### Given text

## begin

GrMakeKeyFromImageID()

void GrMakeKeyFromImageID	(	skgpu::UniqueKey *	key,
		uint32_t	imageID,
		const SkIRect &	imageBounds
	)

Our key includes the offset, width, and height so that bitmaps created by extractSubset() are unique.

The imageID is in the shared namespace (see SkNextID::ImageID())

• SkBitmap/SkPixelRef
• SkImage
• SkImageGenerator

Definition at line 60 of file SkGr.cpp.

                                                                                             {
    SkASSERT(key);
    SkASSERT(imageID);
    SkASSERT(!imageBounds.isEmpty());
    static const skgpu::UniqueKey::Domain kImageIDDomain = skgpu::UniqueKey::GenerateDomain();
    skgpu::UniqueKey::Builder builder(key, kImageIDDomain, 5, "Image");
    builder[0] = imageID;
    builder[1] = imageBounds.fLeft;
    builder[2] = imageBounds.fTop;
    builder[3] = imageBounds.fRight;
    builder[4] = imageBounds.fBottom;
}

GrMakeUncachedBitmapProxyView()

std::tuple< GrSurfaceProxyView, GrColorType > GrMakeUncachedBitmapProxyView	(	GrRecordingContext *	rContext,
		const SkBitmap &	bitmap,
		skgpu::Mipmapped	mipmapped = skgpu::Mipmapped::kNo,
		SkBackingFit	fit = SkBackingFit::kExact,
		skgpu::Budgeted	budgeted = skgpu::Budgeted::kYes
	)

Like above but always uploads the bitmap and never inserts into the cache. Unlike above, the texture may be approx or scratch and budgeted or not.

Definition at line 253 of file SkGr.cpp.

                                {
    GrProxyProvider* proxyProvider = rContext->priv().proxyProvider();
    const GrCaps* caps = rContext->priv().caps();
 
    mipmapped = adjust_mipmapped(mipmapped, bitmap, caps);
    GrColorType ct = choose_bmp_texture_colortype(caps, bitmap);
 
    if (auto proxy = make_bmp_proxy(proxyProvider, bitmap, ct, mipmapped, fit, budgeted)) {
        skgpu::Swizzle swizzle = caps->getReadSwizzle(proxy->backendFormat(), ct);
        SkASSERT(mipmapped == skgpu::Mipmapped::kNo ||
                 proxy->mipmapped() == skgpu::Mipmapped::kYes);
        return {{std::move(proxy), kTopLeft_GrSurfaceOrigin, swizzle}, ct};
    }
    return {};
}

GrMakeUniqueKeyInvalidationListener()

sk_sp< SkIDChangeListener > GrMakeUniqueKeyInvalidationListener	(	skgpu::UniqueKey *	key,
		uint32_t	contextID
	)

Makes a SkIDChangeListener from a skgpu::UniqueKey. The key will be invalidated in the resource cache if the ID becomes invalid. This also modifies the key so that it will cause the listener to be deregistered if the key is destroyed (to prevent unbounded listener growth when resources are purged before listeners trigger).

Definition at line 75 of file SkGr.cpp.

                                                                                  {
    class Listener : public SkIDChangeListener {
    public:
        Listener(const skgpu::UniqueKey& key, uint32_t contextUniqueID)

## end

### Task 1
Check each statement against the SkGr.cpp excerpt. For each, answer yes or no and quote the deciding words from the excerpt.
(a) GrMakeKeyFromImageID is defined at line 60 of SkGr.cpp.
(b) GrMakeUncachedBitmapProxyView inserts the bitmap into the cache.
(c) The fit parameter of GrMakeUncachedBitmapProxyView defaults to SkBackingFit::kExact.
### Task 2
Answer these questions from the SkGr.cpp excerpt:
(a) At what line of SkGr.cpp is GrMakeUniqueKeyInvalidationListener defined?
(b) Which value does GrMakeKeyFromImageID assign to builder[0]?
(c) Which surface origin does GrMakeUncachedBitmapProxyView return along with the proxy?
### Task 3
Write the code that comes next in the SkGr.cpp excerpt, starting right after the Listener constructor line that ends it.

### Dataset records
## begin

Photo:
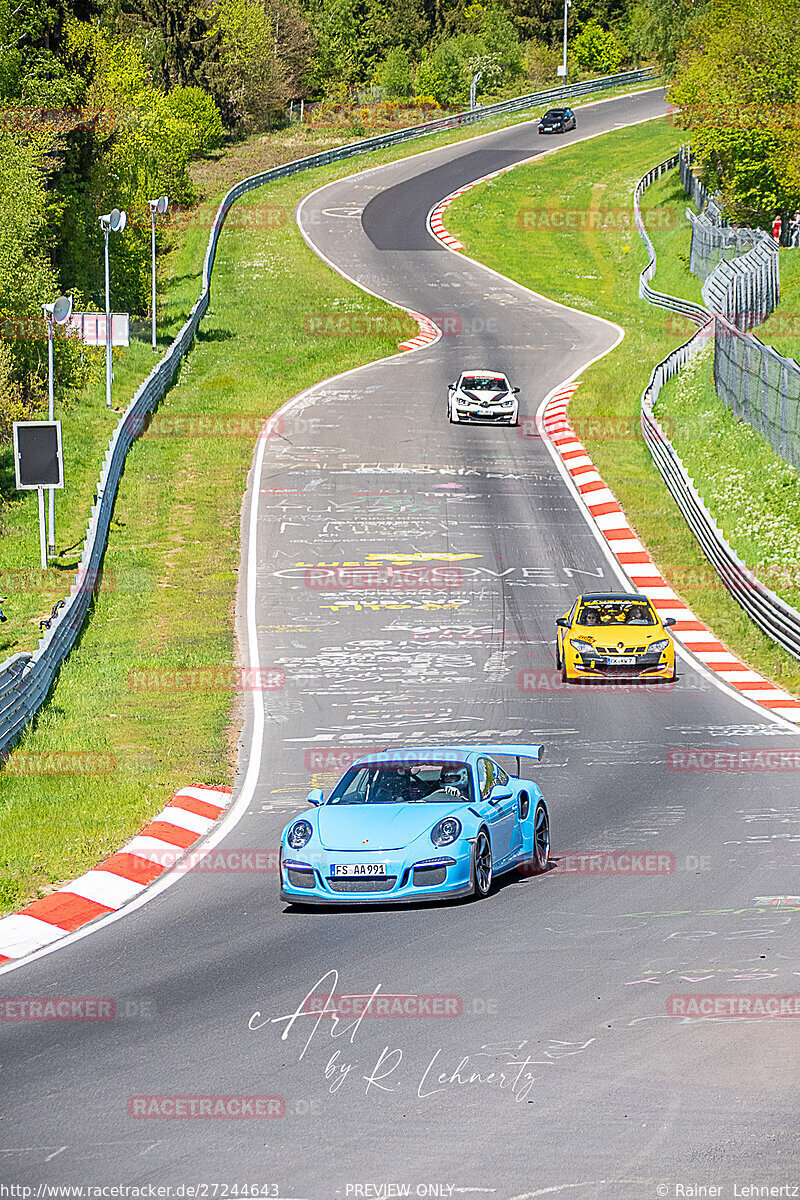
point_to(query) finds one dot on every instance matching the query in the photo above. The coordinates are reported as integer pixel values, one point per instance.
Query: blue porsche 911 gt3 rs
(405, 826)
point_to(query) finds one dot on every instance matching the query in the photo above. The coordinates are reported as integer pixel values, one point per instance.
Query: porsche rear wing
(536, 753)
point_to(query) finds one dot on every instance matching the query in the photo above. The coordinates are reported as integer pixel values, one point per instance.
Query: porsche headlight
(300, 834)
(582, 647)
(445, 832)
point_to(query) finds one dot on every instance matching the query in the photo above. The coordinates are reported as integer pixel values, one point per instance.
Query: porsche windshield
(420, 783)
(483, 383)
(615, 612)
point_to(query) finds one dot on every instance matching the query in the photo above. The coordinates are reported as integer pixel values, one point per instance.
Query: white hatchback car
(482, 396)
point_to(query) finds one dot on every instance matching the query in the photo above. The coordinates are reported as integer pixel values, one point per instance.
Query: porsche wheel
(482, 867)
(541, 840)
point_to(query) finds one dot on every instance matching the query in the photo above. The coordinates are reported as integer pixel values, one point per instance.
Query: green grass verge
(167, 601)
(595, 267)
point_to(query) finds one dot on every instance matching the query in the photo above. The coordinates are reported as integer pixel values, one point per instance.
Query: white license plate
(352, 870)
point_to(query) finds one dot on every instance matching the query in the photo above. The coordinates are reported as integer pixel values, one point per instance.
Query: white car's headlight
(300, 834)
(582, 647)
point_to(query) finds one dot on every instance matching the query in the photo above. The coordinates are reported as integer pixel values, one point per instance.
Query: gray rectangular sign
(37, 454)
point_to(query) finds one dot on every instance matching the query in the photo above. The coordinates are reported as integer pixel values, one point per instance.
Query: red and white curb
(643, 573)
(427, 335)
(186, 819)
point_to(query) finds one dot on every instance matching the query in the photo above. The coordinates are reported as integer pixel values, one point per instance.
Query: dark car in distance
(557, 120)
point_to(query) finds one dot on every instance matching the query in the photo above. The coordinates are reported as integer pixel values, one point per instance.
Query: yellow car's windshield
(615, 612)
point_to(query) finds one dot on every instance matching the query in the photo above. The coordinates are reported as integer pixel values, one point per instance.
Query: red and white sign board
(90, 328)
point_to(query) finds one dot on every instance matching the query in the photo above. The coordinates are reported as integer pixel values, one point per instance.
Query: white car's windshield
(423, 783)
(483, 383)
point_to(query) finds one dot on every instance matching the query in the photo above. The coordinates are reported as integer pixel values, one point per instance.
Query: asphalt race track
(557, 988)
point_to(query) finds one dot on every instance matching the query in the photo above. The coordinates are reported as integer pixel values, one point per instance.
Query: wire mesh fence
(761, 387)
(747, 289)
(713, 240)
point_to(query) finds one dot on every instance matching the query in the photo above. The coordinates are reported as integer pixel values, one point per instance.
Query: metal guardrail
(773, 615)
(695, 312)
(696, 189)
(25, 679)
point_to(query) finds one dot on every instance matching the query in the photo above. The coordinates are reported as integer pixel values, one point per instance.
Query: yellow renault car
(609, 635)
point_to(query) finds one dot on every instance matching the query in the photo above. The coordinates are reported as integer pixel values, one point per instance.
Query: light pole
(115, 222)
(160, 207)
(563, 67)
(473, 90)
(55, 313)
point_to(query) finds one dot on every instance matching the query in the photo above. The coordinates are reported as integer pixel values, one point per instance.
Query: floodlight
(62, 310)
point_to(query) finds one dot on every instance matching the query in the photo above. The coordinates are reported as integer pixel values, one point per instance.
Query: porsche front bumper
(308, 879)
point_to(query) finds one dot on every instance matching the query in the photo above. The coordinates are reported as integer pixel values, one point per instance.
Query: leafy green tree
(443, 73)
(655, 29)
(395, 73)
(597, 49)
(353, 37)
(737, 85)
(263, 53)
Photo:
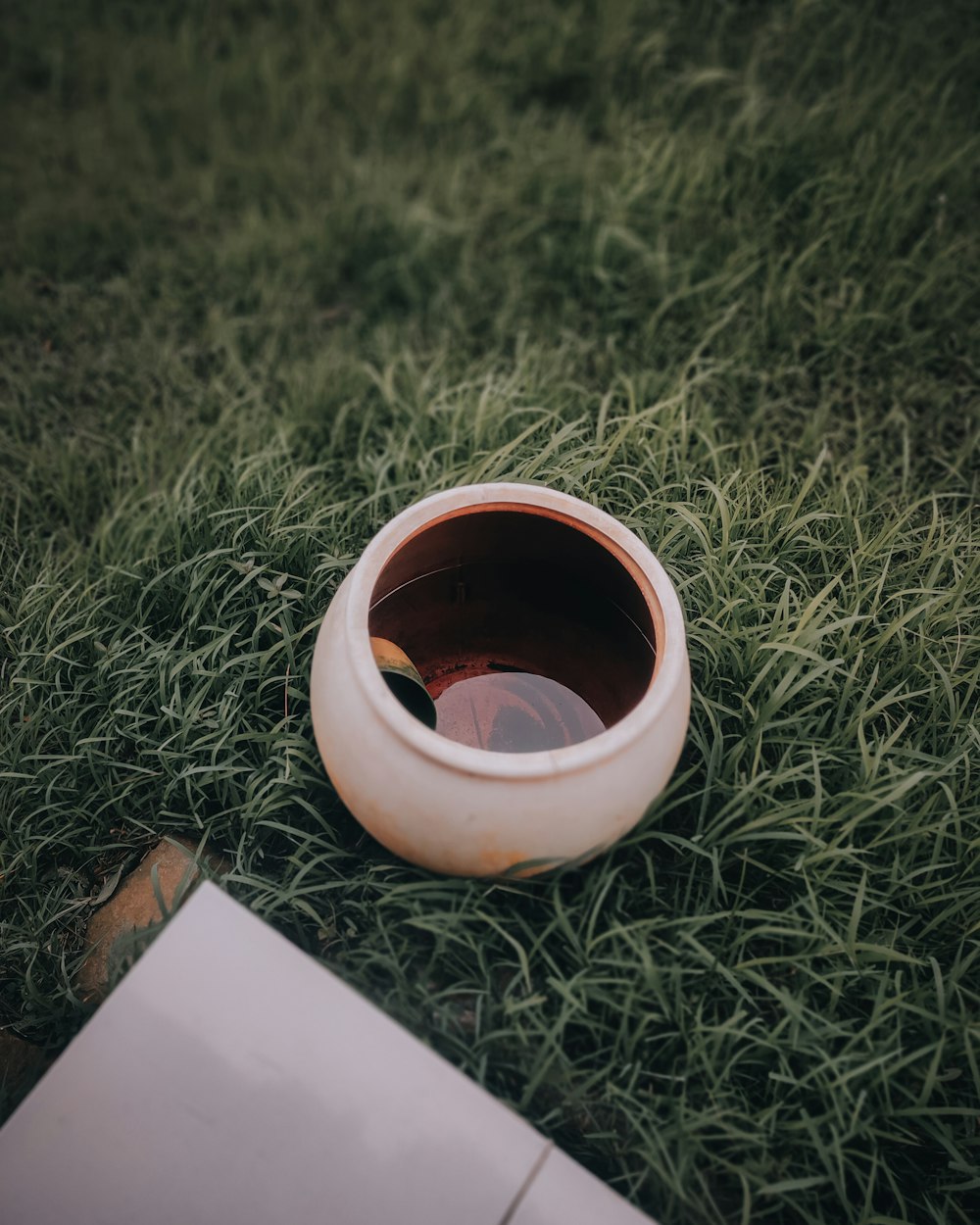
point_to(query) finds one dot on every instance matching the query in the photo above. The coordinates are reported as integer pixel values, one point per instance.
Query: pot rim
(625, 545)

## end

### Reply 1
(a) Yes: "Definition at line 60 of file SkGr.cpp."
(b) No: "always uploads the bitmap and never inserts into the cache"
(c) Yes: "fit = SkBackingFit::kExact"

### Reply 2
(a) Line 75
(b) imageID
(c) kTopLeft_GrSurfaceOrigin

### Reply 3
                : fMsg(key, contextUniqueID) {}
 
        void changed() override {
            SkMessageBus<skgpu::UniqueKeyInvalidatedMessage, uint32_t>::Post(fMsg);
        }
 
    private:
        skgpu::UniqueKeyInvalidatedMessage fMsg;
    };
 
    auto listener = sk_make_sp<Listener>(*key, contextID);
 
    // We stick a SkData on the key that calls invalidateListener in its destructor.
    auto invalidateListener = [](const void* ptr, void* /*context*/) {
        auto listener = reinterpret_cast<const sk_sp<Listener>*>(ptr);
        (*listener)->markShouldDeregister();
        delete listener;
    };
    auto data = SkData::MakeWithProc(new sk_sp<Listener>(listener),
                                     sizeof(sk_sp<Listener>),
                                     invalidateListener,
                                     nullptr);
    SkASSERT(!key->getCustomData());
    key->setCustomData(std::move(data));
    return listener;
}

make_bmp_proxy()

static sk_sp< GrTextureProxy > make_bmp_proxy ( GrProxyProvider *  proxyProvider, const SkBitmap &  bitmap, GrColorType  ct, skgpu::Mipmapped  mipmapped, SkBackingFit  fit, skgpu::Budgeted  budgeted  )

static

Definition at line 165 of file SkGr.cpp.

                                                                    {
    SkBitmap bmpToUpload;
    if (ct != SkColorTypeToGrColorType(bitmap.info().colorType())) {
        SkColorType skCT = GrColorTypeToSkColorType(ct);
        if (!bmpToUpload.tryAllocPixels(bitmap.info().makeColorType(skCT)) ||
            !bitmap.readPixels(bmpToUpload.pixmap())) {
            return {};
        }
        bmpToUpload.setImmutable();
    } else {
        bmpToUpload = bitmap;
    }
    auto proxy = proxyProvider->createProxyFromBitmap(bmpToUpload, mipmapped, fit, budgeted);
    SkASSERT(!proxy || mipmapped == skgpu::Mipmapped::kNo ||
             proxy->mipmapped() == skgpu::Mipmapped::kYes);
    return proxy;
}

make_dither_effect()

static std::unique_ptr< GrFragmentProcessor > make_dither_effect ( GrRecordingContext *  rContext, std::unique_ptr< GrFragmentProcessor >  inputFP, float  range, const GrCaps *  caps  )

static

Definition at line 300 of file SkGr.cpp.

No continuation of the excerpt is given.